** begin Supplied data **

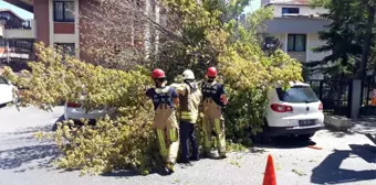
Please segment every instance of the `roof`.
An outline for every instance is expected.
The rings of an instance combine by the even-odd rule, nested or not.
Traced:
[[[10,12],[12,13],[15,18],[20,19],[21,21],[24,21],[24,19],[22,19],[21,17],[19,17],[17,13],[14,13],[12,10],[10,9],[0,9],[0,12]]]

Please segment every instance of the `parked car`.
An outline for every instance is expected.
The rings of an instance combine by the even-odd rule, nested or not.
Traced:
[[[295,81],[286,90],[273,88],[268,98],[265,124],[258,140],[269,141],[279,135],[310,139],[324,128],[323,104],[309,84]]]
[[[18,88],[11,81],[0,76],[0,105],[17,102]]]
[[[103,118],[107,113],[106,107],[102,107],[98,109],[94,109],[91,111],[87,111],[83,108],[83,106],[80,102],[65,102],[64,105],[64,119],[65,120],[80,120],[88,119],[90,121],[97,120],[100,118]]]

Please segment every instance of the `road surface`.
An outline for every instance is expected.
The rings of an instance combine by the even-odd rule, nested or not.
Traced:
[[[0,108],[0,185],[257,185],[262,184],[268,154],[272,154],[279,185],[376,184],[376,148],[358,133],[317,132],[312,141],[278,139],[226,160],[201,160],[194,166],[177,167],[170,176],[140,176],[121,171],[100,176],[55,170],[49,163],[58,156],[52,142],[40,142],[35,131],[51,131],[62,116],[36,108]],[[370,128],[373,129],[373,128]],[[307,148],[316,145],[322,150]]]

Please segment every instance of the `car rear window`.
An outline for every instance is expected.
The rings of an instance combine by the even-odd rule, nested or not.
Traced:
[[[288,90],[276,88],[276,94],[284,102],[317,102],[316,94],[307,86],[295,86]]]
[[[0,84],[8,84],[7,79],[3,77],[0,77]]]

** end Supplied data **

- [Task goal] Please recast every line of the listing above as a Markdown table with a Row column for the row number and a Line column for the line, skipping blank lines. Leave the pictures out of the table.

- [Exercise answer]
| Row | Line |
|---|---|
| 1 | Please segment every instance of the `roof`. |
| 2 | An outline for every instance is expected. |
| 3 | The rings of an instance combine by the even-odd rule, nested or not. |
| 4 | Traced: |
| 5 | [[[10,12],[12,13],[15,18],[20,19],[21,21],[24,21],[24,19],[22,19],[21,17],[19,17],[17,13],[14,13],[12,10],[10,9],[0,9],[0,12]]] |
| 6 | Please segment every instance of the `parked car`. |
| 7 | An outline for every instance is expected. |
| 8 | The rings of an instance combine by the even-odd rule, nested or not. |
| 9 | Traced: |
| 10 | [[[295,81],[286,90],[273,88],[268,98],[265,124],[258,140],[269,141],[279,135],[310,139],[324,128],[323,104],[309,84]]] |
| 11 | [[[18,88],[11,81],[0,76],[0,105],[17,102]]] |
| 12 | [[[103,118],[107,113],[106,107],[102,107],[98,109],[94,109],[91,111],[87,111],[83,108],[83,106],[80,102],[65,102],[64,105],[64,119],[65,120],[80,120],[88,119],[90,121],[97,120],[100,118]]] |
| 13 | Please segment every instance of the `road surface`. |
| 14 | An outline for every instance is expected. |
| 15 | The rings of an instance combine by the even-odd rule, nested or not. |
| 16 | Traced: |
| 17 | [[[0,108],[0,185],[257,185],[262,184],[268,154],[272,154],[279,185],[376,184],[376,148],[358,133],[317,132],[312,141],[278,139],[226,160],[201,160],[194,166],[177,167],[170,176],[140,176],[121,171],[100,176],[55,170],[49,163],[58,156],[52,142],[40,142],[35,131],[51,131],[62,116],[36,108]],[[370,128],[373,129],[373,128]],[[307,148],[316,145],[322,150]]] |
| 18 | Please segment every instance of the `car rear window`. |
| 19 | An outline for every instance is expected. |
| 20 | The rings of an instance combine by the even-odd rule, nested or not. |
| 21 | Traced: |
| 22 | [[[288,90],[276,88],[276,94],[284,102],[317,102],[316,94],[307,86],[295,86]]] |
| 23 | [[[0,84],[8,84],[7,79],[3,77],[0,77]]] |